_Aim of the exercise_
Return the entries verbatim and drop every picture.

(Object pointing dataset rows)
+-------+

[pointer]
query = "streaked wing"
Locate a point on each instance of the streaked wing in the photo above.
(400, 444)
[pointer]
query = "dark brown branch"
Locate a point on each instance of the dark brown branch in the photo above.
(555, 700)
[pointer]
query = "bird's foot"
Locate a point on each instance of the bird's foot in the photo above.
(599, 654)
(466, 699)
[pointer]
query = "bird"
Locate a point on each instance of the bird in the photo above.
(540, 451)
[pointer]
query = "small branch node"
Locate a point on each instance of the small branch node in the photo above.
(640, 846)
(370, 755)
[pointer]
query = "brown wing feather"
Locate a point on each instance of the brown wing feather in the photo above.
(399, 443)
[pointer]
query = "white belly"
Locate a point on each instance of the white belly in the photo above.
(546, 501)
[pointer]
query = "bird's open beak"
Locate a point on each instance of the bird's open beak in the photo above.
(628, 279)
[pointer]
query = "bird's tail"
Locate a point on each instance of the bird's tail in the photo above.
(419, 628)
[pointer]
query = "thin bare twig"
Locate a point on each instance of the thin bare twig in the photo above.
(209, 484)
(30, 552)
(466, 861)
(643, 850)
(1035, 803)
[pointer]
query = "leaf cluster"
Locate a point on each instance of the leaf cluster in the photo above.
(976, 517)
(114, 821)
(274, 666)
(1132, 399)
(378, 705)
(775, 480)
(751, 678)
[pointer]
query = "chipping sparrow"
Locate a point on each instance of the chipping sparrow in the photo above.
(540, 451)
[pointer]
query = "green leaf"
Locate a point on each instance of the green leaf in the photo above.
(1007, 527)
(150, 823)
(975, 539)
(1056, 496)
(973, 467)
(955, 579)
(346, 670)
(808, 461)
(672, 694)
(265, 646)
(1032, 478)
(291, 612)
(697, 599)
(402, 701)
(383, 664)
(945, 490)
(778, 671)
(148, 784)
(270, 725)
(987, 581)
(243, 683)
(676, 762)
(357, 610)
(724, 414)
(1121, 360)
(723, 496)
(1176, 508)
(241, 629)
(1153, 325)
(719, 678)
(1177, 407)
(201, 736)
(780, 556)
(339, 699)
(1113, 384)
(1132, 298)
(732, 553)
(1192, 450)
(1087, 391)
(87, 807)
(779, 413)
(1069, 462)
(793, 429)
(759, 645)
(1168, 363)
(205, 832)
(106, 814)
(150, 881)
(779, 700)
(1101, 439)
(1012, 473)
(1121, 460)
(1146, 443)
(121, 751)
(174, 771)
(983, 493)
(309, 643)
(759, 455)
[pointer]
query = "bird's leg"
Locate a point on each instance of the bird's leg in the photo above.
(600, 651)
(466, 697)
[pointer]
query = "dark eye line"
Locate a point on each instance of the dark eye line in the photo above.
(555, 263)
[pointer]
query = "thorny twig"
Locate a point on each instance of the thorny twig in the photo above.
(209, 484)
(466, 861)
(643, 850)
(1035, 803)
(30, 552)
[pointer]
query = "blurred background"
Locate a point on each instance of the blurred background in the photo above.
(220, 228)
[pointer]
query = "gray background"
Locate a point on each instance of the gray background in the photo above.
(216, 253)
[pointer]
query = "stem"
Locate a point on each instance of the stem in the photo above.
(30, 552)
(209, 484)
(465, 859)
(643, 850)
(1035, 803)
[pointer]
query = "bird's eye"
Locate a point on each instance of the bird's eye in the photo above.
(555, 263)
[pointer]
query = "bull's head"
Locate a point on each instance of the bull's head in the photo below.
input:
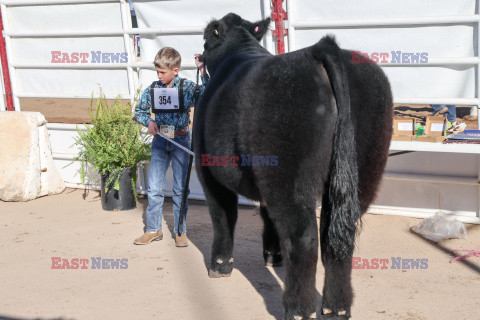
(218, 36)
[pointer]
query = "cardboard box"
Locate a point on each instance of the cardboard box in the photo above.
(434, 130)
(403, 129)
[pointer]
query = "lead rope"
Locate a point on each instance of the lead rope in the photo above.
(183, 211)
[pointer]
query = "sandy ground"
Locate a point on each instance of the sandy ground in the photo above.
(165, 282)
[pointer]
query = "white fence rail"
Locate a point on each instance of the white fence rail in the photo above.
(368, 25)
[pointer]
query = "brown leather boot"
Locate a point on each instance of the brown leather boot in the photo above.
(148, 237)
(181, 241)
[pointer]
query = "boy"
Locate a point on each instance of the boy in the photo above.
(171, 108)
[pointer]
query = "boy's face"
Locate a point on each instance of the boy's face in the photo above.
(166, 75)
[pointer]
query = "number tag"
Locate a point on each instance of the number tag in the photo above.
(165, 100)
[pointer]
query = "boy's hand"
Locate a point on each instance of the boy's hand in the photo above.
(200, 64)
(152, 127)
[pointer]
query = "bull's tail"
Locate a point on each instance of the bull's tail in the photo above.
(340, 200)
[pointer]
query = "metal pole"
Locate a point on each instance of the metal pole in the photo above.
(10, 61)
(279, 15)
(6, 74)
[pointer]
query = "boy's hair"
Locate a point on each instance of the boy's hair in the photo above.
(167, 58)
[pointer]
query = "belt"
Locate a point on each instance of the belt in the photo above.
(181, 132)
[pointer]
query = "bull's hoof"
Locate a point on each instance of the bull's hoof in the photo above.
(296, 317)
(221, 268)
(272, 259)
(331, 315)
(215, 274)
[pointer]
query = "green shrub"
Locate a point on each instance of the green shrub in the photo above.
(113, 143)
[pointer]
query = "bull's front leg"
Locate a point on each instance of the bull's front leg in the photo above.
(271, 245)
(298, 234)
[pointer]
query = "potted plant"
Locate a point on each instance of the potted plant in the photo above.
(112, 147)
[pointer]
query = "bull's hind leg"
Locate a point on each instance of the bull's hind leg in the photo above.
(337, 294)
(222, 205)
(296, 224)
(271, 246)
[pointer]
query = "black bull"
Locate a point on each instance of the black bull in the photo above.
(326, 121)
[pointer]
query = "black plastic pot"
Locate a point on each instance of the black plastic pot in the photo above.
(122, 199)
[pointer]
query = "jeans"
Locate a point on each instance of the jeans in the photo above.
(163, 152)
(451, 114)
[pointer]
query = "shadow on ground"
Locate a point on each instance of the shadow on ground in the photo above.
(248, 261)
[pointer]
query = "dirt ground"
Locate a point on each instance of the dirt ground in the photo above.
(76, 111)
(165, 282)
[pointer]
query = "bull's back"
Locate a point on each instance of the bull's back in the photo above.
(282, 108)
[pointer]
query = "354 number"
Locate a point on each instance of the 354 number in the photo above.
(165, 100)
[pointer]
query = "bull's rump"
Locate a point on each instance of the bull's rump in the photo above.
(283, 106)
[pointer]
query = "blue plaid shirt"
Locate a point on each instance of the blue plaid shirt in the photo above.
(177, 119)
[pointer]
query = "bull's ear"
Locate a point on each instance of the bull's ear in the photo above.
(259, 28)
(215, 31)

+-------+

_Exercise result_
[pointer]
query = "streaked wing"
Locate a point on each instance of the streaked wing in the photo above.
(400, 444)
[pointer]
query = "dark brown branch"
Locate a point on each instance of the dark brown branch in the photo above.
(555, 700)
[pointer]
query = "bird's foot"
Locate a point on each instance of the bird's foot in the photo above.
(599, 654)
(466, 699)
[pointer]
query = "bird"
Locate a point on each instance of the bird in the photo above.
(540, 451)
[pointer]
query = "small branch node"
Locate a point on each instance of the small branch node in the photo above.
(640, 846)
(370, 755)
[pointer]
query = "brown wing feather"
Locate a point on each instance of the brown wing feather in the photo above.
(399, 443)
[pointer]
query = "white belly"
Locate a point on each instance of the white belly in the photo above.
(546, 501)
[pointer]
query = "bird's open beak"
Locate a point on each instance of the bird's open beak in the photo above.
(628, 279)
[pointer]
query = "bird's tail"
Locate a point on each instance of the bird's tail in the photo above.
(419, 628)
[pointer]
query = "thin bare twig"
Locate a point on each instance of the thin bare twig in the photo above.
(209, 484)
(30, 552)
(466, 861)
(643, 850)
(1035, 803)
[pointer]
query = "leaf cluster"
Locate a point on each instance of the leaf cluster in the photo above.
(976, 517)
(114, 821)
(274, 666)
(1132, 399)
(378, 705)
(775, 480)
(751, 678)
[pointer]
query = "chipping sparrow"
Locate a point on each instance of the chipping sparrow in the photo above.
(540, 451)
[pointer]
query = "green leaf"
Locate a point on each instance of the green leaf in the photo above.
(1007, 527)
(150, 823)
(975, 539)
(1056, 496)
(973, 467)
(955, 579)
(346, 670)
(808, 461)
(672, 694)
(265, 646)
(1032, 478)
(291, 612)
(697, 599)
(402, 701)
(383, 664)
(945, 490)
(778, 671)
(148, 784)
(270, 725)
(987, 581)
(243, 683)
(676, 762)
(357, 610)
(724, 414)
(1121, 360)
(723, 496)
(1176, 508)
(241, 629)
(1153, 325)
(719, 678)
(1177, 407)
(201, 736)
(780, 556)
(339, 699)
(1113, 384)
(1132, 298)
(732, 553)
(1192, 450)
(1087, 391)
(87, 807)
(779, 413)
(1069, 462)
(793, 429)
(759, 645)
(1168, 363)
(205, 832)
(106, 814)
(150, 881)
(779, 700)
(1101, 439)
(1012, 473)
(1121, 460)
(1146, 443)
(121, 751)
(174, 771)
(983, 493)
(309, 643)
(759, 455)
[pointer]
query = "bird's leg"
Locate a point on each instance of the bird's leg in the photo above.
(600, 651)
(466, 697)
[pointer]
query = "dark eye line"
Locate a point on each instance of the dark eye line in the photo above.
(555, 263)
[pointer]
query = "thorny twig"
Locate a point on each instance of the thorny twig in the photo above.
(209, 484)
(466, 861)
(643, 850)
(1035, 803)
(30, 552)
[pointer]
query = "blurred background"
Locate a point on each instance of the blurred background in the photo above.
(220, 228)
[pointer]
query = "gray background"
Locate a point on each instance of the gray background in the photo above.
(216, 253)
[pointer]
query = "stem"
Locate a point on each instance of the stem in the photo above.
(30, 552)
(209, 484)
(465, 859)
(643, 850)
(1035, 803)
[pointer]
query = "bird's eye"
Locate a point on each instance of the bird's eye in the photo above.
(555, 263)
[pointer]
query = "bull's head"
Locate a point on each instance of the bull's head in the photo below.
input:
(218, 36)
[pointer]
query = "cardboard box"
Locate a point on each instance of the cardboard box in the photo above.
(434, 130)
(403, 129)
[pointer]
query = "lead rope"
Locate a point on each instance of the lead rope in the photo above.
(183, 211)
[pointer]
query = "sandy ground"
Locate a point on each instance of the sandy ground in the photo above.
(165, 282)
[pointer]
query = "white fence rail"
Locate a point on each instance of the white fence rail in the photo above.
(368, 25)
[pointer]
query = "brown leather boot"
Locate a point on each instance of the brown leather boot in the photo above.
(148, 237)
(181, 241)
[pointer]
query = "boy"
Locate a point on each instance of the boy in the photo above.
(171, 108)
[pointer]
query = "boy's face"
Locate a point on each instance of the boy's face in the photo above.
(166, 75)
[pointer]
query = "number tag"
Locate a point on each instance of the number tag in the photo above.
(165, 100)
[pointer]
query = "boy's hand"
Locate a point on each instance of the boy's hand in the photo above.
(200, 64)
(152, 127)
[pointer]
query = "bull's tail"
Locate a point on each instance of the bull's tail in the photo above.
(340, 200)
[pointer]
query = "metal pole"
Locate a point on each instance of the metal pole in the photo above.
(10, 61)
(279, 15)
(6, 74)
[pointer]
query = "boy's hair"
Locate a point on each instance of the boy's hair in the photo above.
(167, 58)
[pointer]
query = "belt"
Locate a point on each instance of the belt in the photo above.
(181, 132)
[pointer]
query = "bull's hoof"
Locate a point on each instance of the bull's hoof in the photo above.
(296, 317)
(221, 268)
(272, 259)
(331, 315)
(215, 274)
[pointer]
query = "green shrub"
Locate a point on each instance of the green shrub in the photo above.
(113, 143)
[pointer]
query = "bull's front leg"
Locate a point on each instance of the bull's front leg in the photo above.
(271, 245)
(298, 234)
[pointer]
query = "potted plant"
Locate a point on each instance of the potted plant in the photo above.
(112, 147)
[pointer]
query = "bull's hind leg"
Locate a point on each instance of the bull's hind leg in the photo above.
(337, 294)
(222, 205)
(296, 224)
(271, 246)
[pointer]
query = "black bull"
Locate a point on each instance of the black bull in the photo above.
(326, 121)
[pointer]
query = "black plastic pot"
Locate a point on each instance of the black plastic pot in the photo above.
(122, 199)
[pointer]
query = "jeans"
Locate a point on each instance of the jeans in the photo above.
(163, 152)
(451, 114)
[pointer]
query = "shadow on ground"
Locate a point on each instance of the shadow on ground in the photo above.
(248, 261)
[pointer]
query = "dirt ground"
Locate a point on each instance of the dirt ground in the photo above.
(76, 111)
(165, 282)
[pointer]
query = "bull's back"
Locate a point on each instance of the bull's back in the photo above.
(282, 108)
[pointer]
query = "354 number"
Locate a point on each instance of the 354 number in the photo above.
(165, 100)
[pointer]
query = "bull's rump"
Locate a point on each instance of the bull's rump in the photo above.
(283, 106)
[pointer]
query = "blue plaid shirt"
Locate a point on each instance of the blue plaid shirt in the photo above.
(177, 119)
[pointer]
query = "bull's ear"
Locate a point on each instance of the bull's ear in the photo above.
(259, 28)
(215, 31)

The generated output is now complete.